___ DATA SECTION ___

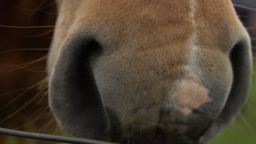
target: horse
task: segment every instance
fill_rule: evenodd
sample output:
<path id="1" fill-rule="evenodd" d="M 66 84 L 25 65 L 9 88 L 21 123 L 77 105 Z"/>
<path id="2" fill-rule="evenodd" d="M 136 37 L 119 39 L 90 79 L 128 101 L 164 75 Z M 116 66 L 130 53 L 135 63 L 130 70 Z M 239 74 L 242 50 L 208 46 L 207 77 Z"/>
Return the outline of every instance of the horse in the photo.
<path id="1" fill-rule="evenodd" d="M 252 71 L 230 0 L 59 0 L 49 103 L 67 135 L 204 143 L 236 116 Z"/>

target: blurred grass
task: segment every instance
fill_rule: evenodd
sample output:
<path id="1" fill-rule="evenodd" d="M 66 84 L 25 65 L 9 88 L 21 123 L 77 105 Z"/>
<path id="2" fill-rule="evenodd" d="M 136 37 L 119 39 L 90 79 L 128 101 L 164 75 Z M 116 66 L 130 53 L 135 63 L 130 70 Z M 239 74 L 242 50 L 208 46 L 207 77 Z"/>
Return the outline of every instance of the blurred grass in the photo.
<path id="1" fill-rule="evenodd" d="M 235 122 L 208 144 L 256 143 L 256 58 L 249 98 Z"/>

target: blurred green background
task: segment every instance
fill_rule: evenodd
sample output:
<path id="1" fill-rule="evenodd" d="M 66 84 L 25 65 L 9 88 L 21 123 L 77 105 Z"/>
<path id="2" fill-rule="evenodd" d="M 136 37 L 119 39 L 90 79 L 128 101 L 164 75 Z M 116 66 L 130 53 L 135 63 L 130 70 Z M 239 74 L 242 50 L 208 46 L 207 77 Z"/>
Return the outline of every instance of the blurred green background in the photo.
<path id="1" fill-rule="evenodd" d="M 248 99 L 235 121 L 208 144 L 256 143 L 256 58 L 254 58 L 252 85 Z"/>

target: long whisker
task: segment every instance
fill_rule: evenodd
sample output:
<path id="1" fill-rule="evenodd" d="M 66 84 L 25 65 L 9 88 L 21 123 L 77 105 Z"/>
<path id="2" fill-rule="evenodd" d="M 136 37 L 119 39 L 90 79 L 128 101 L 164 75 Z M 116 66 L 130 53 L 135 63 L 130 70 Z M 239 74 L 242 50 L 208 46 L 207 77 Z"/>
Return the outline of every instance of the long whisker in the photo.
<path id="1" fill-rule="evenodd" d="M 24 89 L 27 89 L 29 88 L 30 87 L 24 87 L 24 88 L 17 89 L 14 90 L 14 91 L 10 91 L 10 92 L 9 92 L 2 93 L 2 94 L 0 94 L 0 97 L 7 95 L 13 93 L 21 91 L 24 90 Z M 1 109 L 0 110 L 1 110 L 1 109 Z"/>
<path id="2" fill-rule="evenodd" d="M 20 64 L 15 65 L 15 66 L 14 66 L 13 65 L 10 65 L 8 64 L 1 64 L 0 65 L 8 65 L 0 66 L 0 68 L 9 68 L 16 67 L 16 65 L 19 65 L 20 67 L 22 67 L 24 68 L 24 67 L 29 66 L 30 65 L 32 65 L 32 64 L 34 64 L 35 63 L 45 60 L 48 57 L 47 55 L 48 55 L 48 54 L 43 56 L 43 57 L 40 57 L 40 58 L 38 58 L 38 59 L 36 59 L 35 61 L 21 63 Z M 9 70 L 9 71 L 13 71 L 17 70 L 19 70 L 19 69 L 21 69 L 20 68 L 18 68 L 12 69 L 12 70 Z"/>
<path id="3" fill-rule="evenodd" d="M 30 0 L 30 1 L 31 2 L 31 3 L 33 4 L 33 5 L 36 7 L 37 8 L 37 9 L 38 10 L 40 10 L 41 11 L 43 11 L 44 13 L 45 13 L 46 14 L 57 14 L 57 13 L 51 13 L 51 12 L 48 12 L 48 11 L 44 11 L 41 9 L 40 9 L 37 6 L 37 5 L 34 3 L 34 2 L 32 1 L 32 0 Z"/>
<path id="4" fill-rule="evenodd" d="M 15 65 L 15 64 L 2 64 L 3 65 L 9 65 L 17 67 L 18 67 L 18 68 L 19 68 L 20 69 L 25 69 L 25 70 L 28 70 L 28 71 L 34 72 L 34 73 L 45 73 L 45 72 L 46 72 L 46 70 L 37 71 L 37 70 L 34 70 L 27 69 L 27 68 L 25 68 L 24 67 L 21 67 L 21 66 Z M 16 69 L 15 69 L 15 70 L 0 70 L 0 71 L 5 71 L 5 72 L 11 72 L 11 71 L 15 71 L 15 70 L 16 70 Z"/>
<path id="5" fill-rule="evenodd" d="M 20 107 L 18 110 L 10 115 L 9 116 L 3 119 L 2 121 L 0 122 L 0 124 L 2 124 L 3 122 L 5 122 L 6 120 L 9 119 L 10 117 L 13 116 L 15 115 L 16 113 L 18 113 L 19 111 L 21 110 L 24 109 L 25 107 L 26 107 L 28 105 L 33 103 L 34 100 L 36 100 L 39 97 L 38 95 L 40 95 L 40 94 L 41 94 L 42 92 L 43 92 L 44 90 L 45 90 L 48 87 L 48 86 L 45 87 L 44 88 L 43 88 L 35 97 L 34 97 L 33 98 L 28 100 L 27 103 L 26 103 L 24 105 L 23 105 L 21 107 Z"/>
<path id="6" fill-rule="evenodd" d="M 243 8 L 243 9 L 248 9 L 248 10 L 256 10 L 256 9 L 247 7 L 242 5 L 240 5 L 240 4 L 234 4 L 233 5 L 234 5 L 234 6 L 235 6 L 236 7 L 241 8 Z"/>
<path id="7" fill-rule="evenodd" d="M 46 5 L 44 6 L 44 7 L 43 7 L 41 8 L 41 9 L 45 9 L 45 8 L 48 8 L 50 7 L 51 7 L 51 5 L 53 5 L 53 4 L 54 4 L 55 3 L 56 3 L 56 1 L 53 2 L 52 3 L 49 4 L 47 4 Z M 20 8 L 17 5 L 14 5 L 13 6 L 14 8 L 18 8 L 18 9 L 21 9 L 22 10 L 24 10 L 24 11 L 34 11 L 36 9 L 25 9 L 25 8 Z"/>
<path id="8" fill-rule="evenodd" d="M 69 25 L 70 26 L 70 25 Z M 5 25 L 0 25 L 1 27 L 9 27 L 9 28 L 43 28 L 43 27 L 56 27 L 55 26 L 30 26 L 30 27 L 18 27 L 18 26 L 10 26 Z"/>
<path id="9" fill-rule="evenodd" d="M 51 121 L 48 123 L 48 124 L 47 124 L 46 127 L 45 127 L 45 128 L 43 130 L 43 131 L 41 131 L 40 133 L 43 133 L 50 126 L 50 125 L 51 125 L 51 124 L 54 121 L 54 119 L 53 118 Z"/>
<path id="10" fill-rule="evenodd" d="M 246 29 L 256 29 L 256 27 L 247 27 Z"/>
<path id="11" fill-rule="evenodd" d="M 54 31 L 54 29 L 51 29 L 51 30 L 50 30 L 49 31 L 47 31 L 46 32 L 44 32 L 43 33 L 41 33 L 41 34 L 37 34 L 37 35 L 22 35 L 22 37 L 25 37 L 25 38 L 35 38 L 35 37 L 40 37 L 40 36 L 42 36 L 42 35 L 44 35 L 45 34 L 48 34 L 49 33 L 51 33 L 52 32 L 53 32 Z"/>
<path id="12" fill-rule="evenodd" d="M 38 8 L 39 7 L 41 7 L 42 5 L 43 5 L 46 2 L 47 0 L 44 0 L 40 4 L 40 5 L 38 6 Z M 35 4 L 34 3 L 34 2 L 32 1 L 32 0 L 30 0 L 30 1 L 31 2 L 31 3 L 33 4 L 33 5 L 34 6 L 35 6 Z M 36 7 L 37 8 L 37 7 Z M 31 17 L 37 11 L 37 10 L 39 9 L 39 8 L 36 8 L 36 9 L 34 9 L 34 10 L 33 10 L 33 11 L 31 13 L 31 14 L 30 14 L 30 17 Z"/>
<path id="13" fill-rule="evenodd" d="M 16 49 L 16 50 L 8 50 L 8 51 L 0 51 L 0 53 L 12 52 L 12 51 L 47 51 L 47 50 L 49 50 L 49 49 Z"/>
<path id="14" fill-rule="evenodd" d="M 17 64 L 17 65 L 19 65 L 19 66 L 21 66 L 21 67 L 27 67 L 27 66 L 28 66 L 30 65 L 31 65 L 31 64 L 32 64 L 33 63 L 35 63 L 36 62 L 41 62 L 41 61 L 45 61 L 45 60 L 46 59 L 46 58 L 47 58 L 47 57 L 42 57 L 42 58 L 37 59 L 37 60 L 35 60 L 35 61 L 27 62 L 21 63 L 21 64 Z M 0 66 L 0 68 L 14 68 L 14 67 L 14 67 L 13 65 Z M 18 69 L 19 69 L 19 68 L 18 68 Z"/>
<path id="15" fill-rule="evenodd" d="M 253 127 L 251 125 L 251 124 L 246 120 L 246 118 L 242 115 L 241 112 L 238 113 L 238 116 L 242 118 L 242 120 L 243 121 L 246 127 L 252 131 L 254 131 Z"/>
<path id="16" fill-rule="evenodd" d="M 40 128 L 39 129 L 39 130 L 38 130 L 37 131 L 37 133 L 43 133 L 43 131 L 44 131 L 49 127 L 49 125 L 50 125 L 50 124 L 51 124 L 51 123 L 54 121 L 54 118 L 53 118 L 51 121 L 50 121 L 50 122 L 46 123 L 45 125 L 44 125 L 44 126 L 43 126 L 43 127 L 42 127 L 41 128 Z"/>
<path id="17" fill-rule="evenodd" d="M 43 110 L 43 111 L 37 117 L 36 117 L 34 120 L 33 120 L 32 122 L 31 122 L 30 123 L 26 124 L 26 125 L 22 125 L 21 127 L 18 127 L 18 128 L 14 128 L 14 130 L 16 130 L 16 129 L 20 129 L 20 128 L 25 128 L 26 127 L 27 127 L 27 126 L 29 126 L 31 124 L 32 124 L 33 123 L 34 123 L 34 122 L 36 122 L 48 109 L 49 109 L 49 106 L 48 105 L 46 105 L 46 107 Z"/>
<path id="18" fill-rule="evenodd" d="M 17 97 L 15 97 L 14 99 L 13 99 L 10 102 L 8 103 L 7 104 L 5 104 L 4 106 L 3 106 L 2 107 L 1 107 L 0 109 L 0 111 L 2 110 L 3 109 L 4 109 L 4 108 L 5 108 L 6 107 L 7 107 L 8 105 L 9 105 L 10 104 L 11 104 L 12 103 L 13 103 L 13 101 L 14 101 L 15 100 L 16 100 L 17 99 L 19 98 L 20 97 L 21 97 L 22 95 L 23 95 L 24 94 L 25 94 L 26 92 L 28 92 L 29 91 L 31 90 L 32 89 L 33 89 L 34 87 L 36 87 L 37 86 L 38 86 L 38 85 L 39 85 L 40 83 L 42 83 L 42 82 L 45 82 L 45 81 L 46 80 L 46 78 L 44 78 L 44 79 L 40 80 L 40 81 L 39 81 L 38 82 L 36 83 L 36 84 L 30 86 L 28 87 L 28 88 L 25 91 L 23 92 L 22 93 L 21 93 L 20 94 L 19 94 L 19 95 L 18 95 Z M 11 93 L 13 92 L 9 92 L 9 93 Z M 6 93 L 4 93 L 4 94 L 6 94 Z"/>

___

Please recast the rows from the start up to and including the line with "252 71 L 230" as a two-column CSV headed input and output, with the text in input and its answer in output, each in one quoted field with line breaks turned into spaces. Leave the pictures out.

input,output
"target: horse task: segment every instance fill_rule: evenodd sample output: <path id=""1"" fill-rule=""evenodd"" d=""M 66 84 L 25 65 L 9 88 L 21 123 L 77 105 Z""/> <path id=""2"" fill-rule=""evenodd"" d=""M 136 37 L 119 39 L 90 79 L 128 101 L 164 75 Z M 116 66 L 130 53 L 135 63 L 130 70 Z M 239 74 L 242 50 L 208 46 L 207 77 Z""/> Return the outline of every instance of the horse in the photo.","<path id=""1"" fill-rule=""evenodd"" d=""M 252 71 L 230 0 L 59 0 L 49 103 L 67 135 L 204 143 L 236 116 Z""/>"